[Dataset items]
☆ ☆ ☆

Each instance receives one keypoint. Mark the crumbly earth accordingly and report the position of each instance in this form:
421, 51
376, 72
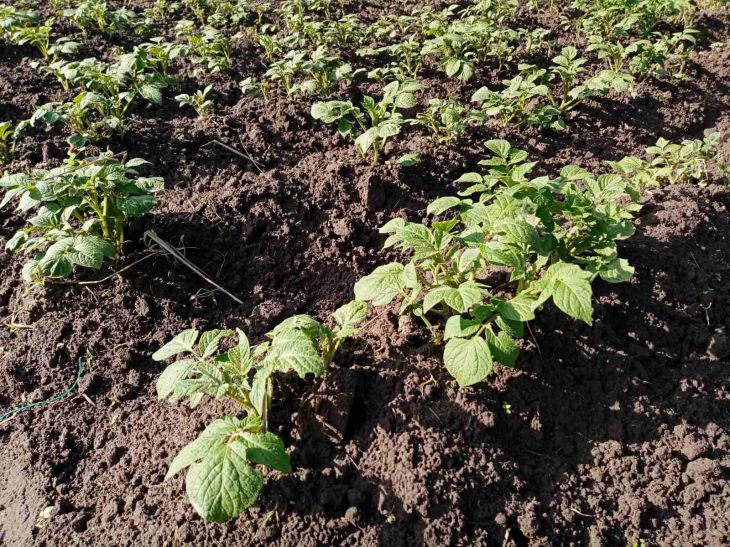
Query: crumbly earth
602, 435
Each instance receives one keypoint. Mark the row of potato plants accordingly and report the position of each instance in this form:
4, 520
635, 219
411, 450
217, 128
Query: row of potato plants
534, 96
552, 236
548, 238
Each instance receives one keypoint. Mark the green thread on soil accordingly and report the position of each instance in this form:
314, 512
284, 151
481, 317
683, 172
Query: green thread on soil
57, 398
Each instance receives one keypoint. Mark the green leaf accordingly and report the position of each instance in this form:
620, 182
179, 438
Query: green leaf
240, 355
617, 271
468, 360
570, 287
500, 147
459, 327
89, 251
382, 285
441, 205
350, 315
134, 206
210, 340
409, 160
503, 347
294, 350
171, 376
152, 93
267, 449
520, 308
183, 342
223, 484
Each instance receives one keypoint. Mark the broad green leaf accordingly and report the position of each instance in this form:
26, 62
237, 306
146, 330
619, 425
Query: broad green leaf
459, 327
468, 360
617, 271
500, 147
223, 484
382, 285
259, 388
310, 326
215, 435
240, 355
134, 206
294, 350
89, 251
210, 340
267, 449
570, 287
350, 316
520, 308
503, 347
183, 342
441, 205
172, 375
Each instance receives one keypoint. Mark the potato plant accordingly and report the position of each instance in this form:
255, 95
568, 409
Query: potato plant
554, 236
198, 101
77, 211
109, 91
222, 478
675, 163
7, 142
95, 16
542, 97
372, 124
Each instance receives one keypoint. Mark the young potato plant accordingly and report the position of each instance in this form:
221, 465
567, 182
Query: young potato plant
321, 70
37, 35
454, 53
222, 478
447, 119
372, 124
671, 163
198, 100
553, 236
95, 16
7, 142
209, 47
110, 90
406, 55
537, 96
79, 211
658, 55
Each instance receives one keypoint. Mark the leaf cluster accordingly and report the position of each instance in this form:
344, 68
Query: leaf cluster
551, 236
77, 212
222, 480
374, 122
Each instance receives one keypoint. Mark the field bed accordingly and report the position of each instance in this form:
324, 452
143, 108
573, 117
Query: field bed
601, 435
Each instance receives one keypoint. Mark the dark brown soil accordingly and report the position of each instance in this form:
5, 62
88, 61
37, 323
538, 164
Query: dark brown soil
602, 435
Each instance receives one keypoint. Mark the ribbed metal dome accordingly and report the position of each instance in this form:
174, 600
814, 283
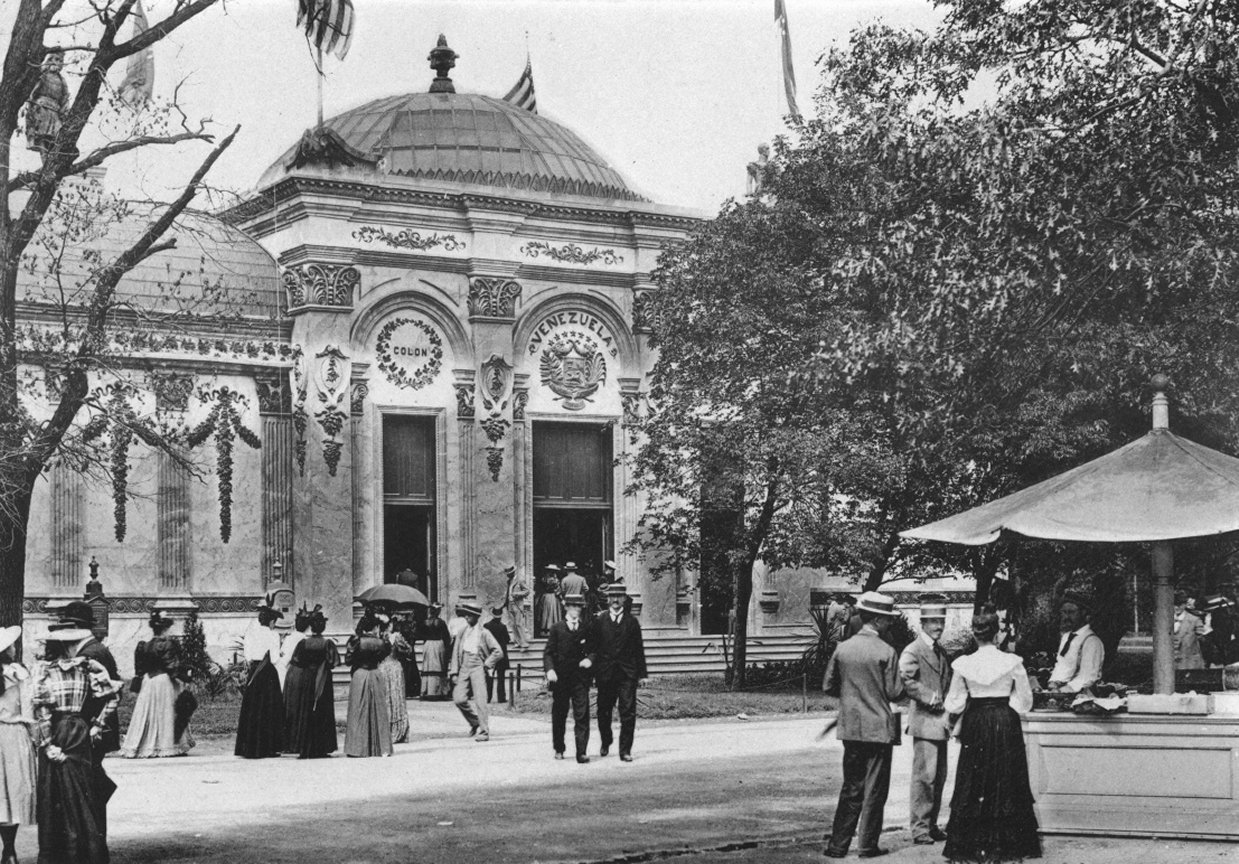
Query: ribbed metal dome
464, 138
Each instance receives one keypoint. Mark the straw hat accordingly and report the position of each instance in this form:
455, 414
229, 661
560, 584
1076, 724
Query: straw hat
877, 604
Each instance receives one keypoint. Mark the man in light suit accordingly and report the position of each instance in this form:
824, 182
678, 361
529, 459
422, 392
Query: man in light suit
926, 672
864, 672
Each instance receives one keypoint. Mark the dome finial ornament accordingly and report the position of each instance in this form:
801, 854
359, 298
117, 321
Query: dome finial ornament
441, 61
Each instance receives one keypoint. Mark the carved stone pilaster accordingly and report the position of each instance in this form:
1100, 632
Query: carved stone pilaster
493, 298
171, 392
332, 387
274, 394
357, 398
519, 399
323, 286
642, 311
465, 402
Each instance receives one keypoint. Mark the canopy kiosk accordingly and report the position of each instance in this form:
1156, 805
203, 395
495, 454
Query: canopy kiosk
1147, 774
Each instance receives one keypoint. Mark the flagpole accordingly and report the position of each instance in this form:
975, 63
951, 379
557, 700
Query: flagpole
320, 89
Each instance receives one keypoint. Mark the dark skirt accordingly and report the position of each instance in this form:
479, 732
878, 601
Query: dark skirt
72, 798
991, 816
310, 710
260, 728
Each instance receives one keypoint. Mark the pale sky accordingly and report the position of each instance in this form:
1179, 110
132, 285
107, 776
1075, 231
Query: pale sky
675, 94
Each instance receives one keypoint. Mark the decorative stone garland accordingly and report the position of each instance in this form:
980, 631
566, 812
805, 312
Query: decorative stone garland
397, 373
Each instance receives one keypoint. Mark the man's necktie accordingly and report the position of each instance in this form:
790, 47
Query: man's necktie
1062, 651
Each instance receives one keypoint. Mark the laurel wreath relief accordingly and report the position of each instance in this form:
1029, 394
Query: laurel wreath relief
394, 371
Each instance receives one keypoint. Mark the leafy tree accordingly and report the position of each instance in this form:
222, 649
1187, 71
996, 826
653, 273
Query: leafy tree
45, 210
989, 237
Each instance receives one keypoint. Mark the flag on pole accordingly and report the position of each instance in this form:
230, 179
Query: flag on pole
328, 25
788, 73
522, 94
139, 79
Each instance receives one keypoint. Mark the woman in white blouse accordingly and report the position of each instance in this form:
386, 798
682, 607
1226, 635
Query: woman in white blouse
16, 745
991, 816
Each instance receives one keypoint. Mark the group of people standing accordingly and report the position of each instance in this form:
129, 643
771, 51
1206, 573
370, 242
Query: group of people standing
560, 581
288, 703
57, 722
976, 697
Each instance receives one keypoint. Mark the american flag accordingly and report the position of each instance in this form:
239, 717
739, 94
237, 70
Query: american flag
328, 25
788, 73
522, 94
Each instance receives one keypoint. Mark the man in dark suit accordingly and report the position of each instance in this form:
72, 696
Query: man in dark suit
621, 666
864, 672
571, 648
79, 614
501, 672
926, 672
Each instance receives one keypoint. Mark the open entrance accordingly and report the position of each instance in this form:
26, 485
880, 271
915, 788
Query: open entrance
573, 505
409, 503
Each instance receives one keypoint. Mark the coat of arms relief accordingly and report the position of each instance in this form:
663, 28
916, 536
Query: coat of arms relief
573, 368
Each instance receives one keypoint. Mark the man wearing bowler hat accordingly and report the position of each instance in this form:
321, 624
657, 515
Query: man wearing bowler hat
571, 646
621, 665
79, 615
926, 674
473, 653
864, 672
1081, 652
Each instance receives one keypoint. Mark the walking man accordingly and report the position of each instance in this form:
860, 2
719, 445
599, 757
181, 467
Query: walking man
475, 652
926, 674
864, 672
571, 646
501, 672
621, 666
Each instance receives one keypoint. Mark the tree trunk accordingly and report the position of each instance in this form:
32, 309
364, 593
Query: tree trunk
13, 558
742, 579
984, 568
881, 562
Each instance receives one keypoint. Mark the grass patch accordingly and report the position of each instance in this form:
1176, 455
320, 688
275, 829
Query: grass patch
682, 697
214, 717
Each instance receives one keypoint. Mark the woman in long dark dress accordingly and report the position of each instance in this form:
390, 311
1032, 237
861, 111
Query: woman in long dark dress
73, 792
991, 816
309, 699
260, 727
369, 720
434, 656
153, 727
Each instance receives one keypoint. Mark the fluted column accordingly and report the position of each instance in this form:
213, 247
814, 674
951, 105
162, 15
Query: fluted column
66, 501
275, 407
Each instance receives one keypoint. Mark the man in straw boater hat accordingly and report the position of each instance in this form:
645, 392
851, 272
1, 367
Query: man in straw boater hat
621, 666
475, 652
864, 672
571, 647
1081, 652
926, 671
79, 615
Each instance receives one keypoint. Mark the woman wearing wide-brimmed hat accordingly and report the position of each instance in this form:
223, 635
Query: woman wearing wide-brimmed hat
73, 791
153, 728
393, 676
309, 699
260, 728
369, 718
991, 810
17, 761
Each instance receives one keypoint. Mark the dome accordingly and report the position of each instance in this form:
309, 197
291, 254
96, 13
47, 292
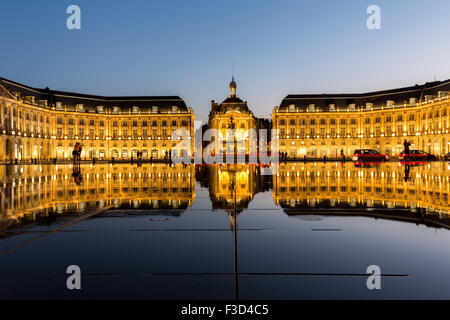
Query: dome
233, 84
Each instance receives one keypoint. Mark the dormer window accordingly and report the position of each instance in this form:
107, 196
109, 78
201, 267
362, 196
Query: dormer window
442, 94
428, 98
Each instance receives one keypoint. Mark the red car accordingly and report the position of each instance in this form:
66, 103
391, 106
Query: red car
416, 155
362, 155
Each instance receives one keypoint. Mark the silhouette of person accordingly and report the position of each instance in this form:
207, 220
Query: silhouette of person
407, 171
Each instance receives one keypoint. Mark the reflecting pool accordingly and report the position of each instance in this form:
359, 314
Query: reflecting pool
161, 231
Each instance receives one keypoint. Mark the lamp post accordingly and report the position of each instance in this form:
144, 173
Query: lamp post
235, 223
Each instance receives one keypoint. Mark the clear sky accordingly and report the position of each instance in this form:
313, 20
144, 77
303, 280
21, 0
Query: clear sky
188, 48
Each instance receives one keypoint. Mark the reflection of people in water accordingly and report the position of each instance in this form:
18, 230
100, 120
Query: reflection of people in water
407, 170
77, 178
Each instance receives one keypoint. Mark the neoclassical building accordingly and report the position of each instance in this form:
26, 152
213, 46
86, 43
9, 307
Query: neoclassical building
326, 125
233, 114
44, 124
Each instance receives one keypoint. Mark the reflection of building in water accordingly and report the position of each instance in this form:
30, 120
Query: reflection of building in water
43, 124
323, 125
223, 180
299, 188
234, 114
25, 190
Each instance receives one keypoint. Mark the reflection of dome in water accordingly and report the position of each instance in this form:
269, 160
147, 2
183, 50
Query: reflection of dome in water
311, 218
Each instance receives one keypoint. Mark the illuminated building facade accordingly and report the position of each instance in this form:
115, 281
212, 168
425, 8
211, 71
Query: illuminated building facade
45, 124
326, 125
234, 123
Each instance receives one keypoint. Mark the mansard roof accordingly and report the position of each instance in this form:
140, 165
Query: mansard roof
399, 96
90, 102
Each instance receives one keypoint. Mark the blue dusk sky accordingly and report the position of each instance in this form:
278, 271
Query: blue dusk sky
188, 48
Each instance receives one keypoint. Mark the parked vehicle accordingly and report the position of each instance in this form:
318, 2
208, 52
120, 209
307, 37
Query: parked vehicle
416, 155
362, 155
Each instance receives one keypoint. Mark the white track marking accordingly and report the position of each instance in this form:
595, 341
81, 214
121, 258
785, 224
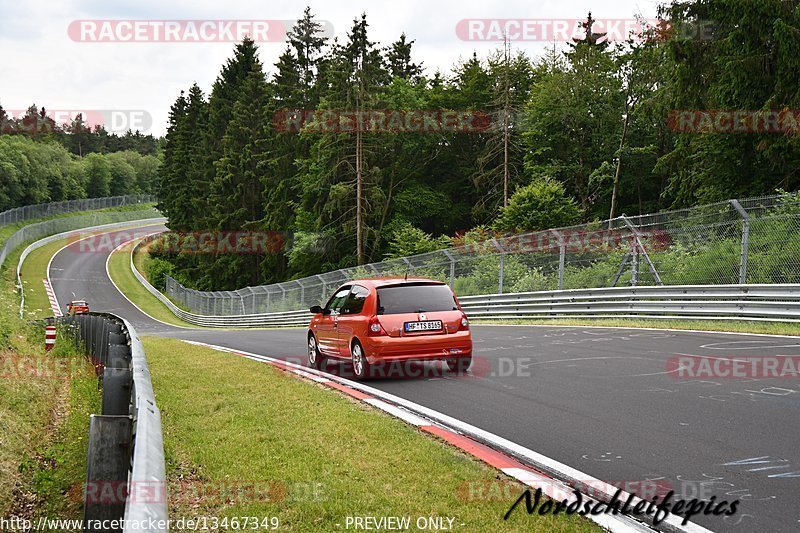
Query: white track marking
108, 274
613, 523
631, 327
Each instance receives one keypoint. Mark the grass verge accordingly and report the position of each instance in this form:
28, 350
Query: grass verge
45, 398
119, 269
34, 270
233, 422
739, 326
10, 229
45, 402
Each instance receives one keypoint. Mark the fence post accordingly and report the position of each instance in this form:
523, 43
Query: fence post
501, 266
302, 293
562, 252
324, 287
745, 240
452, 267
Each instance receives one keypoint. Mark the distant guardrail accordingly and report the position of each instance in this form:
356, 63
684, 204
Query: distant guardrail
719, 302
28, 212
125, 446
775, 302
70, 224
266, 320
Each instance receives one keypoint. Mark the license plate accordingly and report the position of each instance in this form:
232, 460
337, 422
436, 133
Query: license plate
429, 325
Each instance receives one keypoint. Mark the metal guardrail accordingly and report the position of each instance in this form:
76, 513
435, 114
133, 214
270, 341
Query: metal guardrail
31, 230
28, 212
741, 241
775, 302
267, 320
721, 302
126, 446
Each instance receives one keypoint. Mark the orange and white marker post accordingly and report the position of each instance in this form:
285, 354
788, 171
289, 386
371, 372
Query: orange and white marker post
49, 337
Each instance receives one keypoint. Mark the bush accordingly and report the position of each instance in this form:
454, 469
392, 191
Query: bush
543, 204
157, 271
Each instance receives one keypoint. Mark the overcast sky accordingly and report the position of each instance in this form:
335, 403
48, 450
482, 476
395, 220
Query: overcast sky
40, 62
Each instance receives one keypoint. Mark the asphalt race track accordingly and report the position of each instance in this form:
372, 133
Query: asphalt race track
599, 400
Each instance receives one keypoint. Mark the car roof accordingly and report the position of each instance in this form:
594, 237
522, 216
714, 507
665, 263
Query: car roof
387, 281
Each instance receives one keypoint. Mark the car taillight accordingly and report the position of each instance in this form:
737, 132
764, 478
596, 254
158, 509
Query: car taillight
375, 328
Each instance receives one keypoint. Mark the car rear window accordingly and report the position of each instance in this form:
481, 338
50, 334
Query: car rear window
415, 298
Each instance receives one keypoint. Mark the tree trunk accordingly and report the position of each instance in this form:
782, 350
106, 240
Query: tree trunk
359, 244
619, 165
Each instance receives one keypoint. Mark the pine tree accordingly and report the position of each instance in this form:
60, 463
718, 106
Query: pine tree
398, 59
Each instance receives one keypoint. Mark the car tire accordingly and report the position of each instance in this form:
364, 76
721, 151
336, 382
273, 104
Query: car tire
361, 367
459, 365
315, 359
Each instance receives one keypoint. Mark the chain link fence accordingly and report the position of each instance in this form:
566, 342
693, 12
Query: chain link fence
29, 212
755, 240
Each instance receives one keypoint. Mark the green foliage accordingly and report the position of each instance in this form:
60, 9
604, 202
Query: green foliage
157, 271
408, 240
540, 205
574, 125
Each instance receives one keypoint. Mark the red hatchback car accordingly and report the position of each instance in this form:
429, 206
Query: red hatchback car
372, 321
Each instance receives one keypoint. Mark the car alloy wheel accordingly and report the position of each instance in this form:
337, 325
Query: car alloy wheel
315, 359
459, 365
360, 363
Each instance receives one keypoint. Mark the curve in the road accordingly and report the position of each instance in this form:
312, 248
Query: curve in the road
597, 399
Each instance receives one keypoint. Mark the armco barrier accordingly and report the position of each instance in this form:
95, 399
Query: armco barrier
72, 224
285, 319
125, 446
28, 212
719, 302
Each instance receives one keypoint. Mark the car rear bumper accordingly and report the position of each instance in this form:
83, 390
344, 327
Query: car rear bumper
418, 348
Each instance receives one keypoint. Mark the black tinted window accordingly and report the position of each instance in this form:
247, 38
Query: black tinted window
355, 302
422, 298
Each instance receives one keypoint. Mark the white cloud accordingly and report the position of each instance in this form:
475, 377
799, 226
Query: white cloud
42, 64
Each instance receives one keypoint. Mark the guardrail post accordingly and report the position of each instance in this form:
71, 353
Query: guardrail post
745, 240
107, 464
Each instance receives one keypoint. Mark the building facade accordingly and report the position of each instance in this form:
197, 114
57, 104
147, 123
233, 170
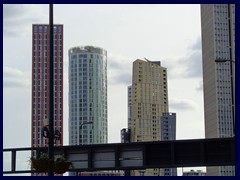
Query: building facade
40, 83
87, 95
149, 101
218, 43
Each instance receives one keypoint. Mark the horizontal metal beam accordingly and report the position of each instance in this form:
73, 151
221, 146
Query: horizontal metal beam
142, 155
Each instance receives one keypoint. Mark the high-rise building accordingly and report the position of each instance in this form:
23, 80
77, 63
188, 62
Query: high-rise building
40, 82
87, 95
218, 43
194, 173
148, 101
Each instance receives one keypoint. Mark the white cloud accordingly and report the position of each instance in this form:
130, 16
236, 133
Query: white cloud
18, 18
182, 104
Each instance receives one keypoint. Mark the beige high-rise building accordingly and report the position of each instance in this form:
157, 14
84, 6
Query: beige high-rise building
149, 100
218, 43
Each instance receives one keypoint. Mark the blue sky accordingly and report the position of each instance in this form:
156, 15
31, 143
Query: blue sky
167, 33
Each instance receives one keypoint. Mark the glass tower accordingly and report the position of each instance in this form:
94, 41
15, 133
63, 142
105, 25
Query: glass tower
87, 95
218, 43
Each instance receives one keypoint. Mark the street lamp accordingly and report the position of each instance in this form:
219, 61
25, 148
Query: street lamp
233, 100
80, 127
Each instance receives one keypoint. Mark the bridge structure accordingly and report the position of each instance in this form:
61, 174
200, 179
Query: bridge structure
140, 155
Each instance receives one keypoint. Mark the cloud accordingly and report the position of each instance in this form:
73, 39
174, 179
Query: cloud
189, 66
119, 70
18, 18
182, 104
14, 78
200, 86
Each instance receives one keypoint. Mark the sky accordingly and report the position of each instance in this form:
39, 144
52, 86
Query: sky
159, 32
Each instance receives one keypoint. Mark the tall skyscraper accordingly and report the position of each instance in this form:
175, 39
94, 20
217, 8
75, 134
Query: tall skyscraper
218, 43
40, 82
87, 95
147, 103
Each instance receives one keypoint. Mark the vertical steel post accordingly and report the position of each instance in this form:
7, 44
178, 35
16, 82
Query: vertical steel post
51, 92
231, 67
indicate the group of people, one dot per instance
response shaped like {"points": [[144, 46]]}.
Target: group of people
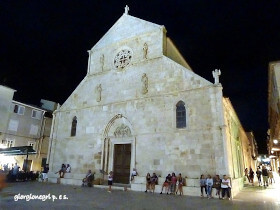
{"points": [[64, 169], [264, 174], [172, 183], [221, 185]]}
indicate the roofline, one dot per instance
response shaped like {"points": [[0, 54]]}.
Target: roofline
{"points": [[8, 88], [33, 107]]}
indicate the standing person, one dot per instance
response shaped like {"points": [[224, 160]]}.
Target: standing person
{"points": [[180, 184], [133, 174], [166, 184], [270, 175], [251, 175], [62, 171], [247, 174], [217, 185], [202, 182], [265, 176], [173, 183], [209, 185], [259, 176], [148, 182], [225, 185], [110, 181], [68, 168], [154, 180], [45, 172], [15, 171]]}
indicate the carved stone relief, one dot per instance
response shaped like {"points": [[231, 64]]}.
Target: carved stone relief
{"points": [[122, 131]]}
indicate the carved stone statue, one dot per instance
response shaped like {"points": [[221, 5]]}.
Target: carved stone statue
{"points": [[145, 50], [126, 9], [102, 62], [216, 74], [122, 131], [99, 90], [144, 83]]}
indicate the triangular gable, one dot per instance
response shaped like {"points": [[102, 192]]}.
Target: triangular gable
{"points": [[126, 27]]}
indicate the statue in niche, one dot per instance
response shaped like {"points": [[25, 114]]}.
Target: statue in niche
{"points": [[145, 50], [99, 90], [216, 74], [144, 83], [122, 131], [102, 62]]}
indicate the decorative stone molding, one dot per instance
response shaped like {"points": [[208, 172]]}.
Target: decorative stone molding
{"points": [[99, 90], [122, 131], [145, 50], [144, 81], [123, 58]]}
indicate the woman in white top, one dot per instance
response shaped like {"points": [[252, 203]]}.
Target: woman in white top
{"points": [[209, 185], [225, 185], [110, 181]]}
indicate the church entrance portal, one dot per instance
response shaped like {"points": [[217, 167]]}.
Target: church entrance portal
{"points": [[122, 157]]}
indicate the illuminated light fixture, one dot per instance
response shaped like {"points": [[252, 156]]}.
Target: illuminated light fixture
{"points": [[266, 160], [2, 146]]}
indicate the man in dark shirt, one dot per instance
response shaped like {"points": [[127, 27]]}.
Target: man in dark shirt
{"points": [[265, 176], [45, 172]]}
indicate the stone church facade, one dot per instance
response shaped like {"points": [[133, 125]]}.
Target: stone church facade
{"points": [[141, 106]]}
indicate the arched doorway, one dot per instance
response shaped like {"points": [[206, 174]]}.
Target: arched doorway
{"points": [[118, 153]]}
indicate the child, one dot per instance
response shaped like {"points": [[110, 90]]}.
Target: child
{"points": [[180, 184], [209, 185], [153, 182], [110, 181], [202, 185], [217, 185], [148, 182], [166, 184]]}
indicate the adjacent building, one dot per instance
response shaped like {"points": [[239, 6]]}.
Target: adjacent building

☆ ☆ ☆

Work order: Take every line from the data above that holds "adjacent" and copy it out.

The answer:
indicate the adjacent building, one dot per instance
Target: adjacent building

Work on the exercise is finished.